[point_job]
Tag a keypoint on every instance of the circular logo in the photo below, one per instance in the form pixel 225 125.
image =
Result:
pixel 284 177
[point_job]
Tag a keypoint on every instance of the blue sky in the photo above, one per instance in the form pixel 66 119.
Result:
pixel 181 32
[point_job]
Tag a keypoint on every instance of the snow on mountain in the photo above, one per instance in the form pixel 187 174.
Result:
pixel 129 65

### TASK STATEMENT
Report the number of lines in the entries that hold the word "above". Nothing else is wanted.

### ANSWER AREA
2